El infeliz secreto
Es natural oponerse al dolor a través del ideal
Volví a encontrarme con M. muchos años después, durante la presentación en la librería Gil de la nueva versión de 'El rostro oculto', gran novela ... de Enrique Álvarez. Conocí, entonces, a F., su marido y M. aprovechó para recordar a mi madre. «Cuando mis padres iban a misa –contaba ella–, Blanca los acompañaba luego a casa para asegurarse de que llegaban bien». Yo guardaba ese dato –por cierto, una escena que parece extraída de un relato de Álvarez– en algún rincón de mi memoria.
Cuando perdemos a alguien próximo, nos apetece revisitar los lugares compartidos y tendemos inconscientemente a cerrar sus accesos, quizás para facilitar el duelo y el balance de los años. Mi madre y la madre de todos se nos aparecen como signos que ubicamos en espacios concretos, en momentos determinados de la vida. Se trata, en definitiva, de evocar el cariño y la piel del otro, su olor, las conversaciones de sobremesa y las esperanzas. Por ese motivo, otras personas nos sorprenden con anécdotas que, hasta ese momento, no funcionaban para nosotros como consuelo pero que, no obstante, completan la figura del finado, la devuelven a casa, a la realidad de lo que ha sido.
Es natural oponerse al dolor a través del ideal. Elevamos al muerto a los altares o lo condenamos, tomando la parte más favorable para sobrevivir a su ausencia. Nadie tiene derecho, sin embargo, a reivindicar su parte como la única posible. Ni siquiera el viudo o el huérfano. Para M., mi madre era Blanca, su amiga y el báculo dominical de sus padres. Quizás, la vio siempre en contextos felices. Y, muy probablemente, hablaron de asuntos que yo desconozco. Hay un vértigo por asomarse a ese mundo sin nosotros porque también ahí hay existencia y, por lo tanto, la pérdida es mayor y cuesta más reconocerla.
=====
Consigna de trabajo A:
Contesta estas preguntas con datos del texto sobre el recuerdo de la madre:
(i) ¿En qué librería se presentó la nueva versión de 'El rostro oculto'?
(ii) Según contaba M., ¿qué hacía Blanca después de que los padres de M. iban a misa?
(iii) En el texto, ¿a quiénes se nombra con "Ni siquiera" como ejemplo de que nadie puede reivindicar su parte como la única posible?
Consigna de trabajo B:
Sigue escribiendo el texto sobre el recuerdo de la madre a partir de donde se corta.
=====
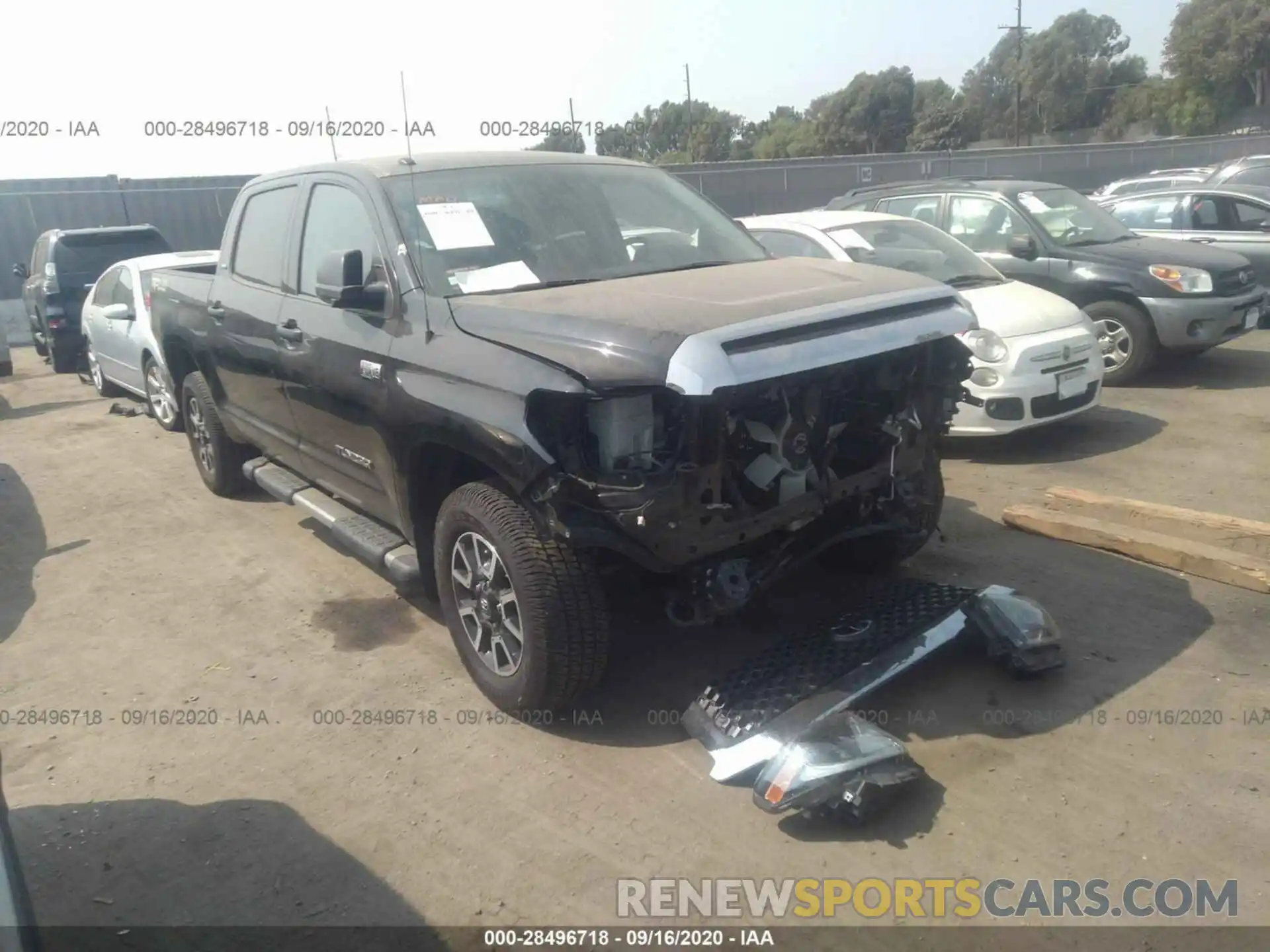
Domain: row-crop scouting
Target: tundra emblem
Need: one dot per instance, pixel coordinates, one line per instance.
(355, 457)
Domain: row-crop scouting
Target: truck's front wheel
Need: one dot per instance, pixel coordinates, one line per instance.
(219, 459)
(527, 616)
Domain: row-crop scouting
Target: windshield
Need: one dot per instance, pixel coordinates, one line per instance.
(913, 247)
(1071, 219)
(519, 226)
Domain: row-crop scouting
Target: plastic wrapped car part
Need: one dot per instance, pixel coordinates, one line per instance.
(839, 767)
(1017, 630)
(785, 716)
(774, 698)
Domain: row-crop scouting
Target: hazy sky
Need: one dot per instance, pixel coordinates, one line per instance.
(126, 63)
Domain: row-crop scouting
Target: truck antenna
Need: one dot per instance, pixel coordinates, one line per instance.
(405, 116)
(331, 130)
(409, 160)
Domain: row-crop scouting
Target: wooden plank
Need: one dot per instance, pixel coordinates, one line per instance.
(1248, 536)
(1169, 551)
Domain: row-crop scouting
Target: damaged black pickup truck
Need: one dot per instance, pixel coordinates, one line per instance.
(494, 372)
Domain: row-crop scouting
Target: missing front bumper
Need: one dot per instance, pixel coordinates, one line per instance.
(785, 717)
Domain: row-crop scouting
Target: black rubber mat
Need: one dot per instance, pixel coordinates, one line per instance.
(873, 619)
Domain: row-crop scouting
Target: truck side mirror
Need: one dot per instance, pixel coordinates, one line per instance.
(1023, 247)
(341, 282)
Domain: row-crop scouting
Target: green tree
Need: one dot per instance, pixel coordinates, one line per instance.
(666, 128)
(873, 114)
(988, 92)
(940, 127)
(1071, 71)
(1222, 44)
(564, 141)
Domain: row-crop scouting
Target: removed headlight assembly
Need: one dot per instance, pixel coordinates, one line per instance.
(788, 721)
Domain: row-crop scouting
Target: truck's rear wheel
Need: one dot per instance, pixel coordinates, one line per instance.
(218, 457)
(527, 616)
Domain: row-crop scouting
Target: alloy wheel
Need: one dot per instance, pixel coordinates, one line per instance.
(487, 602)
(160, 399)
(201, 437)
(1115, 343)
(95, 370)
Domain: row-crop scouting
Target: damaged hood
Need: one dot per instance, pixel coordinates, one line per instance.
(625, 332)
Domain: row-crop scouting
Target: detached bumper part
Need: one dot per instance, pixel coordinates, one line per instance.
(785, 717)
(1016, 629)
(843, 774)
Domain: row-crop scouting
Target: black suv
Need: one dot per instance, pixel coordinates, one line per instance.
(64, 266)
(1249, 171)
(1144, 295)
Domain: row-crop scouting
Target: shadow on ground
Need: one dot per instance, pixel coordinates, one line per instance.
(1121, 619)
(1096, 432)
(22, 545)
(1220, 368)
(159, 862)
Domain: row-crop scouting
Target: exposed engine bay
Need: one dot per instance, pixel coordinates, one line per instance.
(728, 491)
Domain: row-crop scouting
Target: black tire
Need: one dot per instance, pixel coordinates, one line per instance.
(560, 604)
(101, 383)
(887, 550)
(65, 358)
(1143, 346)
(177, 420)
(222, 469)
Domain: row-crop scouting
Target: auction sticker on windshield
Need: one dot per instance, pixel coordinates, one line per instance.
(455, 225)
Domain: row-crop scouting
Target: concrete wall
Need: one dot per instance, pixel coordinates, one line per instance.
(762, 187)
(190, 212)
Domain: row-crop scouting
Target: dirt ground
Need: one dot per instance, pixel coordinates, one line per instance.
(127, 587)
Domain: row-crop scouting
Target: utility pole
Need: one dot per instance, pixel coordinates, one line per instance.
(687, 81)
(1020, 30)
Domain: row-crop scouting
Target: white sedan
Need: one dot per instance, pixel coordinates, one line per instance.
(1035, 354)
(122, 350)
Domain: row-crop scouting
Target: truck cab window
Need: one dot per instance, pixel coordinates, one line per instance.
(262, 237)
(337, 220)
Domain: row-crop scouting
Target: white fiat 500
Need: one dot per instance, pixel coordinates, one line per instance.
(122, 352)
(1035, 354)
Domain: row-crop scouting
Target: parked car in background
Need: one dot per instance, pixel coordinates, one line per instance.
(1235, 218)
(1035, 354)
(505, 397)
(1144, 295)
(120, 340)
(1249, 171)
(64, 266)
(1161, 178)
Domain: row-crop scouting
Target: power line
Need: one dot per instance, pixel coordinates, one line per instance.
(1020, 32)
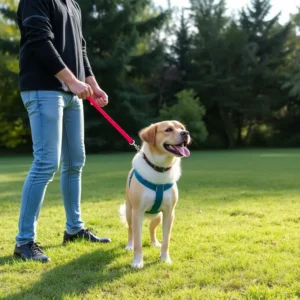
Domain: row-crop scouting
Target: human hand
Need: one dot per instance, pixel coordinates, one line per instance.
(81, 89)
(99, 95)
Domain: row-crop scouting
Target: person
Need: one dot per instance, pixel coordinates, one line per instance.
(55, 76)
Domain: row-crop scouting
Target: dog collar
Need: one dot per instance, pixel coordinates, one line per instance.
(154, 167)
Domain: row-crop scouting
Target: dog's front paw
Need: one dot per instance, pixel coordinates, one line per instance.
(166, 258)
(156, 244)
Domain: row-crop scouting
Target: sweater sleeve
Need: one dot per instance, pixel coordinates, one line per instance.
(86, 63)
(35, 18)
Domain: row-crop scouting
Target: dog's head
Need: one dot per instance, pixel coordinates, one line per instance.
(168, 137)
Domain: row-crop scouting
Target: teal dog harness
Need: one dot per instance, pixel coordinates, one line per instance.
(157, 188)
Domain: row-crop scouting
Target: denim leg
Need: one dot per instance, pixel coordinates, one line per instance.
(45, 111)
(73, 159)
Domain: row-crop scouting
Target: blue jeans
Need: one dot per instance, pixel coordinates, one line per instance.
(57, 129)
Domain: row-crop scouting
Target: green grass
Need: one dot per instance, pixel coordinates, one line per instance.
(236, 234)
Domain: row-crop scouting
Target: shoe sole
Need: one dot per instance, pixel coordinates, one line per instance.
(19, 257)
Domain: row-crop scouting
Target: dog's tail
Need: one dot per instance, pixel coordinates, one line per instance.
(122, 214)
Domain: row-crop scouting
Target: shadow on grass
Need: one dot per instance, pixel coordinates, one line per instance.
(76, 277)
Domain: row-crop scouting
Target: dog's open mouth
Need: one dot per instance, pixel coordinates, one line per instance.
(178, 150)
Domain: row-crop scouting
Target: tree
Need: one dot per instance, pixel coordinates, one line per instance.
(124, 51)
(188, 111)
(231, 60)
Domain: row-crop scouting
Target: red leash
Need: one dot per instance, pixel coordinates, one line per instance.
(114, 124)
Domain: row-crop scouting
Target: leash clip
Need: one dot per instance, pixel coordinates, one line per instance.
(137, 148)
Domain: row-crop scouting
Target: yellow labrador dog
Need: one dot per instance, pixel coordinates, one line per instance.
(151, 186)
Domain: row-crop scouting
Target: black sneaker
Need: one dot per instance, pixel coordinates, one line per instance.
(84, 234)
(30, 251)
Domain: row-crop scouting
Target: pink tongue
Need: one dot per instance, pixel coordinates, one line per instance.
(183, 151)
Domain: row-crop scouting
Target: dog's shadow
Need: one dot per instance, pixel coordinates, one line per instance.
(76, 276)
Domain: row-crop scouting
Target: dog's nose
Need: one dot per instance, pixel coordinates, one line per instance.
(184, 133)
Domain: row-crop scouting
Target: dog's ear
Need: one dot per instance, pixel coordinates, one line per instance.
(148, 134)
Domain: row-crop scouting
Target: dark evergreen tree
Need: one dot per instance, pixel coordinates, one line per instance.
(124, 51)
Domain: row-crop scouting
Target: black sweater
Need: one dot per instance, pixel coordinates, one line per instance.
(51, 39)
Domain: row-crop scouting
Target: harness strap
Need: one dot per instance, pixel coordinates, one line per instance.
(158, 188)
=====
Respuesta del ejercicio A:
(i) En la librería Gil.
(ii) Los acompañaba luego a casa para asegurarse de que llegaban bien.
(iii) Al viudo y al huérfano.

Respuesta del ejercicio B:
El valor de los demás en esta cuestión, de las cosas compartidas. Hablar de los paseos con quienes pasearon, del libro que descansa en la estantería y que fue el último que leyó y que tú no has leído porque no quieres reproducir las palabras a las que, una vez, hace muchos años, ella dio vida. Lo tienes localizado en la casa. Es 'Sobre la belleza', de Zadie Smith. Y hay una película, también, que esquivas: 'El secreto de sus ojos', de Juan José Campanella, porque ella la vio al final, precisamente, con sus ojos, guardando para sí las imágenes que tú quieres que sigan siendo suyas. Pero, no hay secreto que deba serlo y nos despedimos juntos de los muertos para no permitir que una parte oculte lo verdadero: una vida completada hace quince años.